▶ **WHAT NEEDS TO BE DONE**: Lines that include the string "rough" are the ones to copy from the entries below.
################
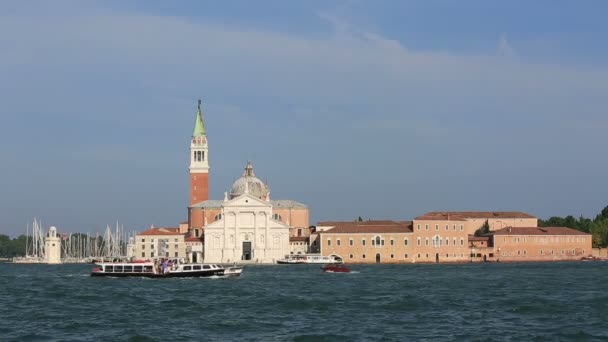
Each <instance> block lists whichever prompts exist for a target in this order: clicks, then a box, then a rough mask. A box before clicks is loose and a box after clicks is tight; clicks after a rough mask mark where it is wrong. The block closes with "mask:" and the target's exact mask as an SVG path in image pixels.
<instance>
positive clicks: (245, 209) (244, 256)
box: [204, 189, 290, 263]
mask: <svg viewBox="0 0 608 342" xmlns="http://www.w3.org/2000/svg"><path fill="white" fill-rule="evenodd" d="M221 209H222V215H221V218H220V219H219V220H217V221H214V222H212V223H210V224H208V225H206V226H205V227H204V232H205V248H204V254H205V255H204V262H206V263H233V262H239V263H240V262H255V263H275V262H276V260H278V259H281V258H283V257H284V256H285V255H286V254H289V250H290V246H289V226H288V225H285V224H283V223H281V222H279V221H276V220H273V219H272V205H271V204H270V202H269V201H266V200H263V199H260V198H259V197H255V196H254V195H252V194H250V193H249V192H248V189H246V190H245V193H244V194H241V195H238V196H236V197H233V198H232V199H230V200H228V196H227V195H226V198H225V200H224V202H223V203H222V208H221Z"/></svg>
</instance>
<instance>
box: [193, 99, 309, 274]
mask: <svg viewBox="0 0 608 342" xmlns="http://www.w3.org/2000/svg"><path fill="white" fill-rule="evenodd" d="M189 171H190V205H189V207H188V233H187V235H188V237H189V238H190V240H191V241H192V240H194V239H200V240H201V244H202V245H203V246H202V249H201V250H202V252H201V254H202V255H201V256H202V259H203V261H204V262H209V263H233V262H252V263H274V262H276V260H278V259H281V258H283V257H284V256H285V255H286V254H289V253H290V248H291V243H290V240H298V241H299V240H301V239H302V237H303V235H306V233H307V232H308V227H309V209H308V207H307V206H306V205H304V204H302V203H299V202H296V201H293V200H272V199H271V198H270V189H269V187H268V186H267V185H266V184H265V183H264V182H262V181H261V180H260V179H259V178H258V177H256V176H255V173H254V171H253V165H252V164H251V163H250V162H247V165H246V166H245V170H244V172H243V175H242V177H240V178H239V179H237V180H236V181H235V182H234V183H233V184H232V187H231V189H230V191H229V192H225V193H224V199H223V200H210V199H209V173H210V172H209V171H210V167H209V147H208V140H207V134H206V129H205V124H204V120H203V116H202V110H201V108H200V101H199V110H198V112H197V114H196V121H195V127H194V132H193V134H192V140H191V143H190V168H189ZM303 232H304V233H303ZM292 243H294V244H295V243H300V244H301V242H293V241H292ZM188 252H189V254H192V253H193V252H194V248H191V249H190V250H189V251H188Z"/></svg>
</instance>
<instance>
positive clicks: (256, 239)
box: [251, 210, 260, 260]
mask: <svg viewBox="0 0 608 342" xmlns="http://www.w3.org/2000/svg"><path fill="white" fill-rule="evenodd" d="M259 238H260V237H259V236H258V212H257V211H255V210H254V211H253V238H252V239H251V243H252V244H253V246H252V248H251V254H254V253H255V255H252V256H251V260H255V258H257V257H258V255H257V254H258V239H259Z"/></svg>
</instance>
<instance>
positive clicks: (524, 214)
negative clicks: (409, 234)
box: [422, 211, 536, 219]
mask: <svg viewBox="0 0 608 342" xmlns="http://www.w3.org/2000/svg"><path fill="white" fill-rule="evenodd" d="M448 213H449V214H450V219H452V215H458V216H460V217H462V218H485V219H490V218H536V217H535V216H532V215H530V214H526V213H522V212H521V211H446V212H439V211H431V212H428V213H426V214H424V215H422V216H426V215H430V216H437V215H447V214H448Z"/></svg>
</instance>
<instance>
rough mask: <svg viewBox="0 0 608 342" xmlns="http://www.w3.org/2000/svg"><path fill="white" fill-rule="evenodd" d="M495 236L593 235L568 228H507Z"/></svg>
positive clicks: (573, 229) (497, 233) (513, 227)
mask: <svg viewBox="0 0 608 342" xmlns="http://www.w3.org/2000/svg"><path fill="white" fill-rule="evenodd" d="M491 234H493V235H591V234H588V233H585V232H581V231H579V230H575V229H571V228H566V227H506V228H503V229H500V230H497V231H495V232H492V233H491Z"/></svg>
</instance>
################
▶ **TASK RESULT**:
Each <instance> block lists whichever prompts exist for a target in this order: clicks, then a box, then a rough mask. A box before clicks is loose and a box after clicks is tight; clicks after a rough mask mark where it is wrong. The block closes with "mask:" and the target's exact mask as an SVG path in image pixels.
rough mask: <svg viewBox="0 0 608 342" xmlns="http://www.w3.org/2000/svg"><path fill="white" fill-rule="evenodd" d="M495 236L593 235L568 228H507Z"/></svg>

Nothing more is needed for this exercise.